• [What to produce]: Keep only the lines in the data below that contain the string "lawn", treating case as significant.

** begin Exercise materials **

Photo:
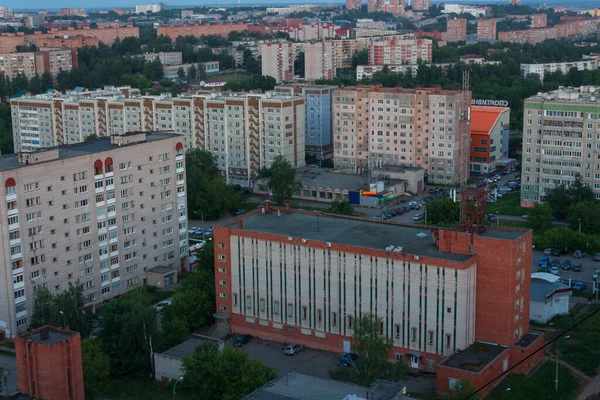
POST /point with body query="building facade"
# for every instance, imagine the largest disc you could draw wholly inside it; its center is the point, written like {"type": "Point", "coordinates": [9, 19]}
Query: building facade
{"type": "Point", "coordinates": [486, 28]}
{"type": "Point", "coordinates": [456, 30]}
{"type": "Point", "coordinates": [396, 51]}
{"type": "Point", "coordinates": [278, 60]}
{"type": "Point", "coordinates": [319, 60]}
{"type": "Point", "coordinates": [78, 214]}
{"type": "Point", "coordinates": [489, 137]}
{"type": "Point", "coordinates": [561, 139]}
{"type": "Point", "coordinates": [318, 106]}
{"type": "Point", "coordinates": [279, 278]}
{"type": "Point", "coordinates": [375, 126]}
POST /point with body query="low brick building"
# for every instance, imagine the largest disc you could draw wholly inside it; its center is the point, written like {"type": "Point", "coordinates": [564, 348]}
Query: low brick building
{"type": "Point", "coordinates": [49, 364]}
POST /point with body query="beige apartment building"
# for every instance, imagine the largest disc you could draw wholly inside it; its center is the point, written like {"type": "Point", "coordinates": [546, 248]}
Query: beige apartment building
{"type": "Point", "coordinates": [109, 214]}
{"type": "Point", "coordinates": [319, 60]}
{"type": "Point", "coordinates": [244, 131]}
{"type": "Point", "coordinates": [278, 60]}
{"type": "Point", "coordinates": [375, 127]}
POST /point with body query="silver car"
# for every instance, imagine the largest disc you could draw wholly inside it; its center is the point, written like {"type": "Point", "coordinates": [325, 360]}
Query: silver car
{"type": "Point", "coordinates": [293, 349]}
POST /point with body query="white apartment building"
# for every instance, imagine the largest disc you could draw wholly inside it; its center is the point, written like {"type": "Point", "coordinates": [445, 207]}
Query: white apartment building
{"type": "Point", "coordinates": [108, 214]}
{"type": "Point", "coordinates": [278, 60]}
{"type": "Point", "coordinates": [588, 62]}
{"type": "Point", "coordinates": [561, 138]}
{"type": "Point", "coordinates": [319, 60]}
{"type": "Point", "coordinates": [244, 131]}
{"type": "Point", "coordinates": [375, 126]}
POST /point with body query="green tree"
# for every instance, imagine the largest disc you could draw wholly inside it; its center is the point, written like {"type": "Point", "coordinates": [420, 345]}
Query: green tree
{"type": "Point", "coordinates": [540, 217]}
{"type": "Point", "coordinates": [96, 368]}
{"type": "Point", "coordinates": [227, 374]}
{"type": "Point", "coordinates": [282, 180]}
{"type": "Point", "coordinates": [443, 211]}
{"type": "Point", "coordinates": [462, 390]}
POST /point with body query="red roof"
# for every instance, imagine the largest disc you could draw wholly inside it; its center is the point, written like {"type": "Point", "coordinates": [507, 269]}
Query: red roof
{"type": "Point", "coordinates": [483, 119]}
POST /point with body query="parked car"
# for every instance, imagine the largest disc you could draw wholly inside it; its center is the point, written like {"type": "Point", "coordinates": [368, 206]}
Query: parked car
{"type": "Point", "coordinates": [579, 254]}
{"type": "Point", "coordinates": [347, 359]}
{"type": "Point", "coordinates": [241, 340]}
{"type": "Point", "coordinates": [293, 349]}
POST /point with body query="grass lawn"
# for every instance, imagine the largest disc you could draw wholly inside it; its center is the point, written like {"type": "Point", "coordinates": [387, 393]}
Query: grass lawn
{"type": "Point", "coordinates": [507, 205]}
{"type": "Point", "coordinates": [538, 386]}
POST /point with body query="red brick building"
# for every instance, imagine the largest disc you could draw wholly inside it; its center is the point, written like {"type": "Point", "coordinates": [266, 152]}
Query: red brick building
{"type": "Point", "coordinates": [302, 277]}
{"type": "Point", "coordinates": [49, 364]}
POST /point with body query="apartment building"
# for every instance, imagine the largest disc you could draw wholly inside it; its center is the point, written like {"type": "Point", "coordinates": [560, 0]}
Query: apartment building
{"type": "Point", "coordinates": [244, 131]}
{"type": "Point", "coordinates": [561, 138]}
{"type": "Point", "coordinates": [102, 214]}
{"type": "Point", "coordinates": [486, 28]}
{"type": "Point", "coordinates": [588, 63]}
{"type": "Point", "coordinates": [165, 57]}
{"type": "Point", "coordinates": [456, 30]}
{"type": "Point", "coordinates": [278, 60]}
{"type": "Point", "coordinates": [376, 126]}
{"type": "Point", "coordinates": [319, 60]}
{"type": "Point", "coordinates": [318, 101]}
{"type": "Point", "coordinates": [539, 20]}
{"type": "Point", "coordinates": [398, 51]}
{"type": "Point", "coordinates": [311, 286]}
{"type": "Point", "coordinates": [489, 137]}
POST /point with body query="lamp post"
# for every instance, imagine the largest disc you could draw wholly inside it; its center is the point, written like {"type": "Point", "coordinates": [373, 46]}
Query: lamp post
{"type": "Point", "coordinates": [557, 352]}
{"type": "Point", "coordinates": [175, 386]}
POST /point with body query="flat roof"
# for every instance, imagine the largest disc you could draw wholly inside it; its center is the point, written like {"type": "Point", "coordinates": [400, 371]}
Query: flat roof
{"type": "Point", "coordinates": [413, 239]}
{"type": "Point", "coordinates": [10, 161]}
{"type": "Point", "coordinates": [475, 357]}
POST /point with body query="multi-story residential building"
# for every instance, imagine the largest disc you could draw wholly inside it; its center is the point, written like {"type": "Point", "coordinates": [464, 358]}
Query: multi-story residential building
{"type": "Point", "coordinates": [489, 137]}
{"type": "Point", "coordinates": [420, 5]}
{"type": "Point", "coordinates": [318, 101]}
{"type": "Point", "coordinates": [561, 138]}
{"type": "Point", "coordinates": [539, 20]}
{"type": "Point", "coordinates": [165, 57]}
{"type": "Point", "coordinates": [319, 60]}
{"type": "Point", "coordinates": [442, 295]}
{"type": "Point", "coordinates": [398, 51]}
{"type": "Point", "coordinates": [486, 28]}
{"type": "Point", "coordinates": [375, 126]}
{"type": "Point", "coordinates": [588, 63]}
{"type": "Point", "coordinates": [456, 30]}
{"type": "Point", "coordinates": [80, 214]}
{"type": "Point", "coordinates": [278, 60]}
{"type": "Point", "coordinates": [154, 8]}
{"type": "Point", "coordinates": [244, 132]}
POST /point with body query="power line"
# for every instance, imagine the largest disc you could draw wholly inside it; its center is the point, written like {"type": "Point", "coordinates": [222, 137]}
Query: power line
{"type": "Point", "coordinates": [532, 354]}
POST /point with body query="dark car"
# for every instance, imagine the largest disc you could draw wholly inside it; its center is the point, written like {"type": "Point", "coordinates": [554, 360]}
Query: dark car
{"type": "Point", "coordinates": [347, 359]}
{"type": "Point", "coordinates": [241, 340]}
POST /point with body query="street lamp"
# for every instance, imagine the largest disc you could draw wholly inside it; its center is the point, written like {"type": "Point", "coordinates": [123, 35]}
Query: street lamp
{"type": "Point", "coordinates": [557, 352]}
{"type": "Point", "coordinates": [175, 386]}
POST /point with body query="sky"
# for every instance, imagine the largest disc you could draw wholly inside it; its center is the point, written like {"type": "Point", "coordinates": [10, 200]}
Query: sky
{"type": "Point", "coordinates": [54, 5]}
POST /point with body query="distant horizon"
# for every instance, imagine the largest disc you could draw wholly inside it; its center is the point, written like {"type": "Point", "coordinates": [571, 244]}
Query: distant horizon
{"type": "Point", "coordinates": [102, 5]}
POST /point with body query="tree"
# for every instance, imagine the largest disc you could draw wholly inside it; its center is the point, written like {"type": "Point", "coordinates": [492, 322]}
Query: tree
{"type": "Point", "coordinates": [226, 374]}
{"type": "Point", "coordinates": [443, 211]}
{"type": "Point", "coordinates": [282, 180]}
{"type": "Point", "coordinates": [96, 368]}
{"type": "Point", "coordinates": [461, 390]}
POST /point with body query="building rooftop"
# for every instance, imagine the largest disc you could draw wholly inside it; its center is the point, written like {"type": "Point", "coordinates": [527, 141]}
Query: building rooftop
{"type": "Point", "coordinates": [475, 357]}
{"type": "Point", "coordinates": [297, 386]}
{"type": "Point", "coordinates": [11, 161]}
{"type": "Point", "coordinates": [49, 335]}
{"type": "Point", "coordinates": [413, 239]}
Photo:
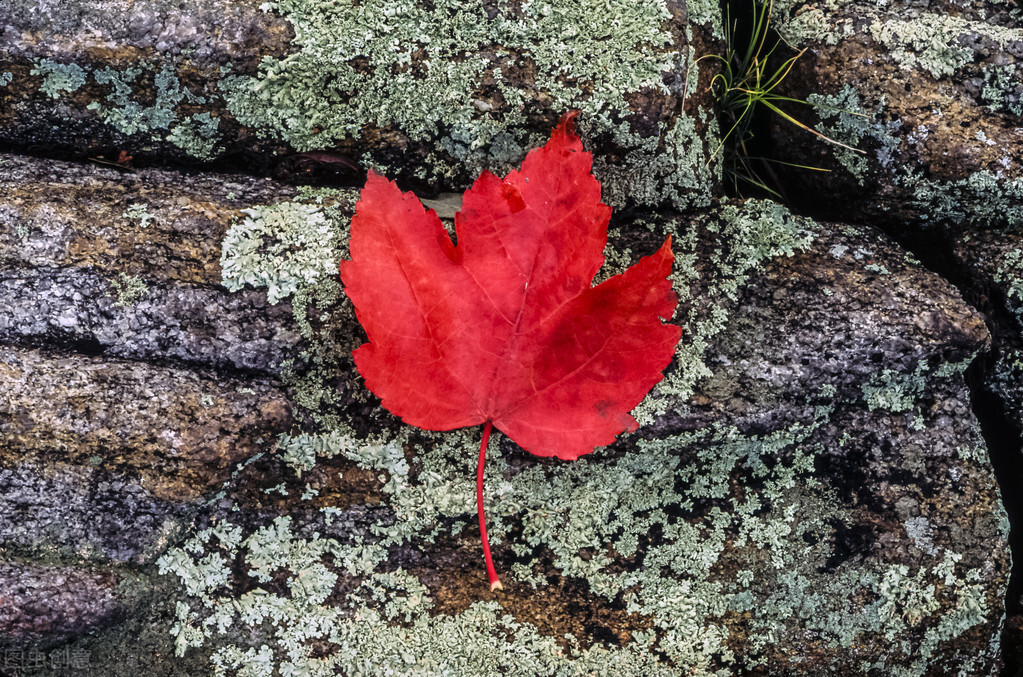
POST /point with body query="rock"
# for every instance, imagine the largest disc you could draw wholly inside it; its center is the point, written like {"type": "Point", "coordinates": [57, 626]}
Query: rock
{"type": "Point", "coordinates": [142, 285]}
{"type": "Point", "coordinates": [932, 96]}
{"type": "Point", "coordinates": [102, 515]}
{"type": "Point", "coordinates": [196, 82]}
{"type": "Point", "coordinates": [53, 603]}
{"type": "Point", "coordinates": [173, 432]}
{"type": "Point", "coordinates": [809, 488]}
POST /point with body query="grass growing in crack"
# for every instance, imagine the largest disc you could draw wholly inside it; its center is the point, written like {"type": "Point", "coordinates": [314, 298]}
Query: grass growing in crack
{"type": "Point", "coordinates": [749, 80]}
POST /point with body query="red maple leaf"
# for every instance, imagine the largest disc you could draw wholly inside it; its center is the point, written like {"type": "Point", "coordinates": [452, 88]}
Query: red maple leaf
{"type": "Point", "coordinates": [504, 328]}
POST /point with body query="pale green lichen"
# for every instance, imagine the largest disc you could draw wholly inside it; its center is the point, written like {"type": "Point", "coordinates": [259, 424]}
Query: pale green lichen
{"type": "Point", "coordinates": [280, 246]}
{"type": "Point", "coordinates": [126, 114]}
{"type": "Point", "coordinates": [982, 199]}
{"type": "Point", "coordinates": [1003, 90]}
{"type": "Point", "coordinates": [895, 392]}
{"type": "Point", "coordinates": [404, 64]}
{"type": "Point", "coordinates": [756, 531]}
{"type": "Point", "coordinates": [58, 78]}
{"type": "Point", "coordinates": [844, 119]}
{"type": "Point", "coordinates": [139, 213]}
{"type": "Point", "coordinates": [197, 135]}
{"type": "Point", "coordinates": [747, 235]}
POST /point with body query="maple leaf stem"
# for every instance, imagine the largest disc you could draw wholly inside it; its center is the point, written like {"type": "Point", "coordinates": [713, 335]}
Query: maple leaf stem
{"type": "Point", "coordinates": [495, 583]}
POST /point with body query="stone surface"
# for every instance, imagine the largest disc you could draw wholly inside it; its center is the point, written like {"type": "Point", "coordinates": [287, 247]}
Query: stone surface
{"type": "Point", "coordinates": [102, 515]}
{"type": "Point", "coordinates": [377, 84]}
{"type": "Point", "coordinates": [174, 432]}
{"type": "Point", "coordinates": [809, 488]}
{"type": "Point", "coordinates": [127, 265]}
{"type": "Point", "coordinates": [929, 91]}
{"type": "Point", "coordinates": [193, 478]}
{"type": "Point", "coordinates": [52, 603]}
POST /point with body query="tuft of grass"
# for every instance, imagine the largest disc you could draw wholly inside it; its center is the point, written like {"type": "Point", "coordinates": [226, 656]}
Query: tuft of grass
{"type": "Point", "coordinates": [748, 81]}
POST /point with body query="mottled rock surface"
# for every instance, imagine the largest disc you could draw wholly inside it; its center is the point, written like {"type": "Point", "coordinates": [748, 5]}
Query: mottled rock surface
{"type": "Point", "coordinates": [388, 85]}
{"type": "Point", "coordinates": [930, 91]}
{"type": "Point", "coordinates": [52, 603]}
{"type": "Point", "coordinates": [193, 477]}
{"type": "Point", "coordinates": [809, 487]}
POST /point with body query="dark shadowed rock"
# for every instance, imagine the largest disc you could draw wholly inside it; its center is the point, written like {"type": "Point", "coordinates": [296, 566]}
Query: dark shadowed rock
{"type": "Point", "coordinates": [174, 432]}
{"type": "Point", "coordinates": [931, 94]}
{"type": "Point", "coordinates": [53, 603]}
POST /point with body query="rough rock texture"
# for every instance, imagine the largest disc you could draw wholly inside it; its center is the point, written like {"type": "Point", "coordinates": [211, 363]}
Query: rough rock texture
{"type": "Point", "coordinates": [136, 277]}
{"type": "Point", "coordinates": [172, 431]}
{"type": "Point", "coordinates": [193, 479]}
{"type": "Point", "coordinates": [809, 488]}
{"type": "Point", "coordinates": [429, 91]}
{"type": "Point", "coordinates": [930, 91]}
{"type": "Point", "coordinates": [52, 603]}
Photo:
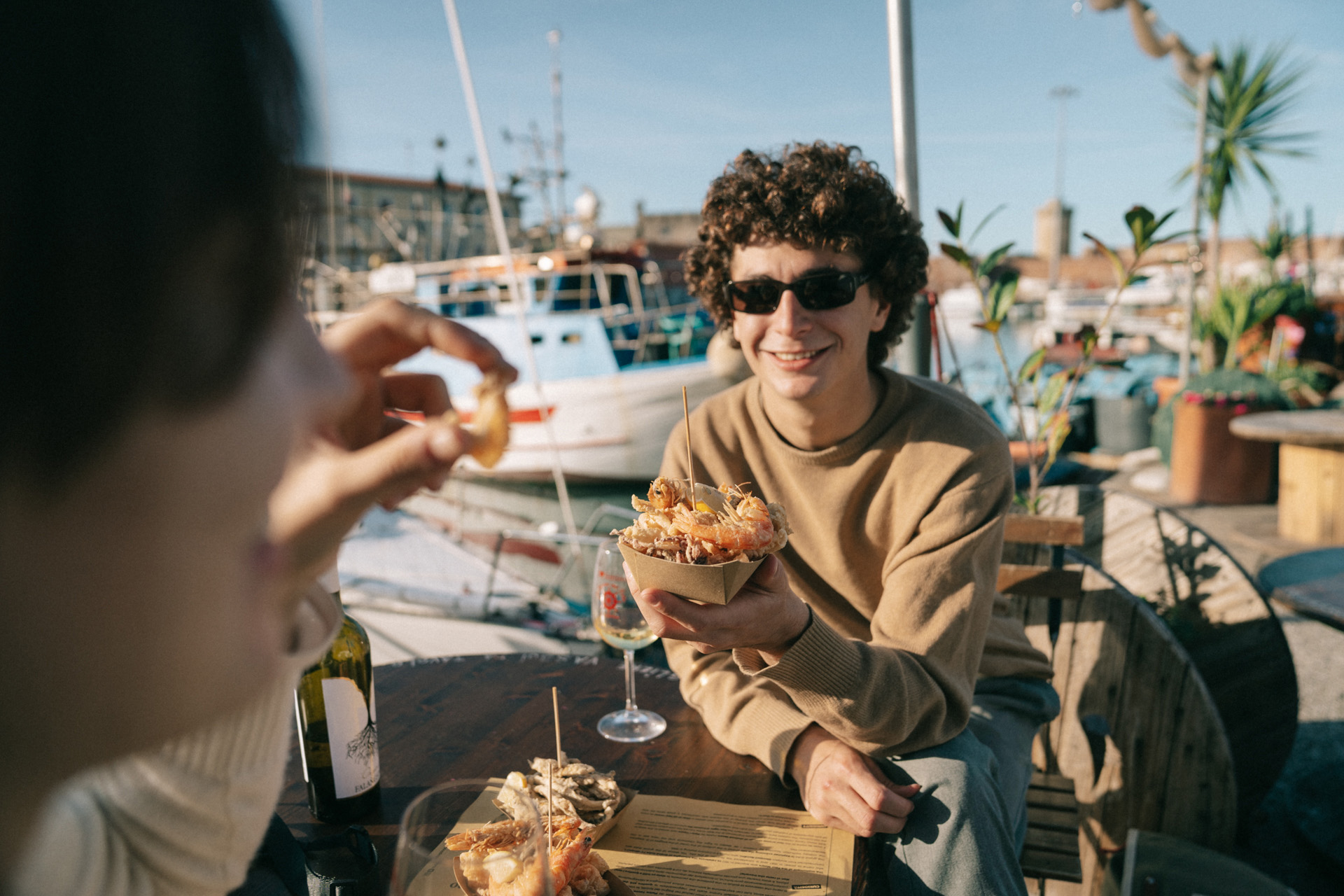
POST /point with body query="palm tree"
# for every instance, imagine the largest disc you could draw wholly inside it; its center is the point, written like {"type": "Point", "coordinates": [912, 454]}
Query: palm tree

** end Exercise materials **

• [Response]:
POST /point with body query="grass lawn"
Query: grass lawn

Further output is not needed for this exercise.